### TEXTO DE LECTURA
Uno de los meollos interpretativos de La Tour estaba en lo problemático de su inserción en una tradición como la francesa del siglo XVII

Es necesario recordar que uno de los modelos más reconocibles de nuestro pintor, Caravaggio, ese «Anticristo de la pintura», como se dijo de él en su época, aunque a menudo menospreciado por la crítica, nunca fue olvidado, y no dejó de estar ahí como una decisiva contrafigura del clasicismo, a pesar de las negaciones de Giovanni Pietro Bellori, el influyente autor de una muy leída y parcial historia de los pintores romanos del siglo XVII, y de tantos otros. En el siglo XX, en realidad, Caravaggio no fue tanto «descubierto» como nuevamente «valorado» a la luz del peculiar desarrollo artístico de esta centuria, sobre todo en su primera mitad. El pintor lombardo necesitó para su actual y altísimo aprecio ser en buena y gran medida «descubierto», como hemos dicho, por Longhi y tantos otros y alcanzar de esta manera su puesto en el Parnaso artístico del que ahora goza.

Georges de La Tour nació en Vic-sur-Seille (Lorena) en 1593. Su padre, de profesión panadero, tuvo, al parecer, seis hermanos más, de los que nada se sabe. Lorena, entonces gobernada por Enrique II el Bueno, duque de Lorena, tenía como centros principales las ciudades de Metz y Nancy, y es muy posible que la formación del pintor en torno a la casa principesca del cardenal Carlos de Lorena se completara alrededor de la figura de Alphonse de Rambervillers, poeta y pintor aficionado que conocía a la familia La Tour. Se ha pensado que la obra poética de Rambervillers, de un acendrado catolicismo, pudiera haber influido en la intensa pintura religiosa de La Tour, aunque la escasez de noticias directas hace imposible confirmar la hipótesis. Tampoco sabemos nada sobre un posible viaje del artista al norte de Europa y, mucho menos, de un hipotético desplazamiento a Italia. El naturalismo y el claroscurismo del pintor nos hacen pensar más en los caravaggistas de los Países Bajos que en los del norte de Italia, aunque en algunas de sus obras es muy palpable el conocimiento de Caravaggio.

### DATOS ALMACENADOS
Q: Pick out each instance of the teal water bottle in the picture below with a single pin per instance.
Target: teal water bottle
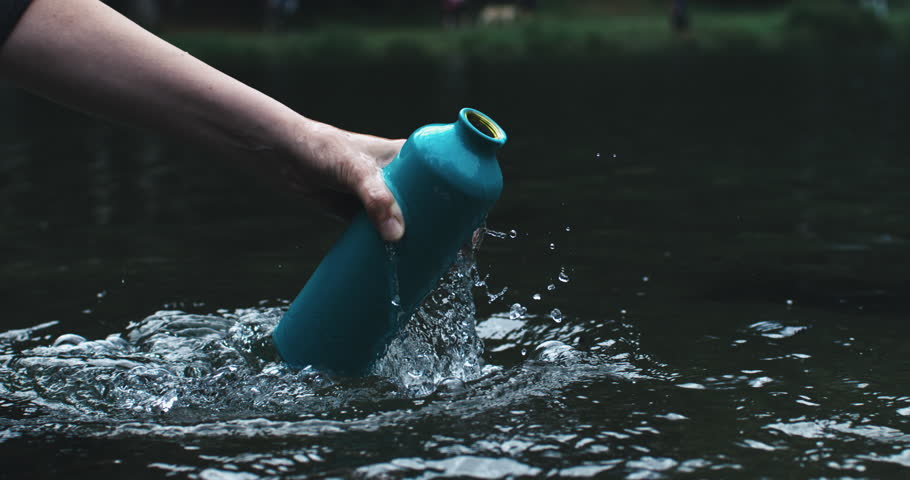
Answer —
(446, 178)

### EN QUÉ CONSISTE
Contesta estas preguntas a partir del texto sobre Georges de La Tour:
(a) ¿Quién escribió la historia de los pintores romanos del siglo XVII que allí se menciona?
(b) ¿Dónde y en qué año nació Georges de La Tour?
(c) ¿A qué se dedicaba su padre?

### RESULTADO
(a) Giovanni Pietro Bellori.
(b) En Vic-sur-Seille (Lorena), en 1593.
(c) Era panadero.